* _Try it_: Instruction for the data below: set down exactly the lines from the line with "bed. Produce a bounding box for every instance." to the line with "flower. Produce a bounding box for every instance.", inclusive, and no others.

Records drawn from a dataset
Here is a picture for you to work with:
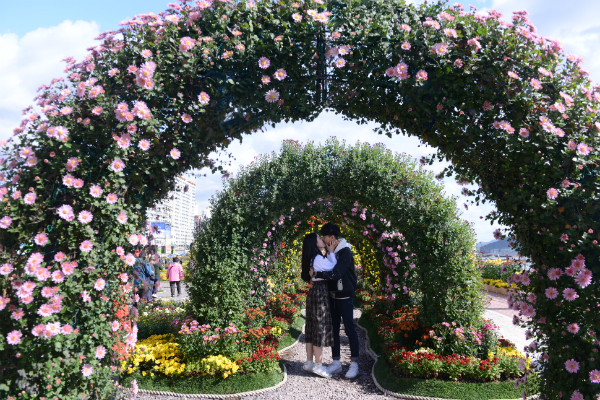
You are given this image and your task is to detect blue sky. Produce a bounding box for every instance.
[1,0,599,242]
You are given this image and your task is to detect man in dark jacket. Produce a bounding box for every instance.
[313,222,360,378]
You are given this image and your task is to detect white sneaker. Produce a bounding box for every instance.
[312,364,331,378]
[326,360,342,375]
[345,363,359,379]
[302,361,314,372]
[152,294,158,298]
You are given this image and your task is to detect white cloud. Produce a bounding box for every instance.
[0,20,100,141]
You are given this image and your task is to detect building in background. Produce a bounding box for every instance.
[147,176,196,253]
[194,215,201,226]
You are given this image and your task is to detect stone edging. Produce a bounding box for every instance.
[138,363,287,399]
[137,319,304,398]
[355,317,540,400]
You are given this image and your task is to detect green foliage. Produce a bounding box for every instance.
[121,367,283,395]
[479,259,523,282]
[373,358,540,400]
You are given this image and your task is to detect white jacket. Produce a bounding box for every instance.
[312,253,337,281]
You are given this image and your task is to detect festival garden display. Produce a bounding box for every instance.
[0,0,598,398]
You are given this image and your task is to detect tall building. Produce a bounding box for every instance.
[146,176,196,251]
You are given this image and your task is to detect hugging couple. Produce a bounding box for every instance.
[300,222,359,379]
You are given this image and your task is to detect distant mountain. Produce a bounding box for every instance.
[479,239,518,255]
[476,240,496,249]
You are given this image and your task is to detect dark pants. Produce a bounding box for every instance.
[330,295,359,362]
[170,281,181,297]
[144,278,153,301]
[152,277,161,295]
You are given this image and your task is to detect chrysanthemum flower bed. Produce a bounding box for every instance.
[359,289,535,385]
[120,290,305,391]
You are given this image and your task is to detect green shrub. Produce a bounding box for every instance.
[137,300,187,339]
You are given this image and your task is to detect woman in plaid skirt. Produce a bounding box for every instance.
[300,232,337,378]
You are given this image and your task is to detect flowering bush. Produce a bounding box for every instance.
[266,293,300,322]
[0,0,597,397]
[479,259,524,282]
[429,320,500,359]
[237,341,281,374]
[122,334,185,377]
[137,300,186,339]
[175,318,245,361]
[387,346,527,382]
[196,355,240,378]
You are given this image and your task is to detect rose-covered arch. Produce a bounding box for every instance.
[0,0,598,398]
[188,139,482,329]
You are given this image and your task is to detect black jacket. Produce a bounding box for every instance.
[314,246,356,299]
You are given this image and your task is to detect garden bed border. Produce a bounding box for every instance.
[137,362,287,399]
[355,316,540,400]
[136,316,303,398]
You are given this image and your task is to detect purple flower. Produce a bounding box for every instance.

==

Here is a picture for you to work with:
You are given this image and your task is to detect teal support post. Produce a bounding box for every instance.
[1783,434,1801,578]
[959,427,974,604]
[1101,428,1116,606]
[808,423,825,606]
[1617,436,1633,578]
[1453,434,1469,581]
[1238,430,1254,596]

* _Output below_:
You are given this image and your task is to detect chrysanthemum flower bed. Produce a bounding box for every instance.
[359,289,535,385]
[120,290,305,391]
You are given this image and your task is to detect green shrub. Produce a bounding box for every instance.
[137,300,187,339]
You are given this image and your task is to detect woman in plaid skirt. Produce a bounding box for every instance.
[300,232,337,378]
You are given this image and your task is to detect flowering bush. Produce a bounding box for every instance.
[266,293,300,322]
[0,0,597,397]
[479,259,524,282]
[429,320,500,359]
[237,341,281,374]
[122,334,185,377]
[137,300,186,339]
[175,318,245,361]
[387,346,527,382]
[196,355,240,378]
You are given this image and your task is to detect rose-covered arch. Produce a bounding box for every instance.
[0,0,598,398]
[188,139,482,329]
You are given this image and your task is to detect black jacket. Produce a bounding box for every instance.
[314,246,356,299]
You are given this image and your task is to detect garden bed border. Produce a bounding box for every instance.
[137,362,287,399]
[355,316,540,400]
[136,316,303,398]
You are given this image and your task is to detect purple flower. Produce a bounding box for every instance.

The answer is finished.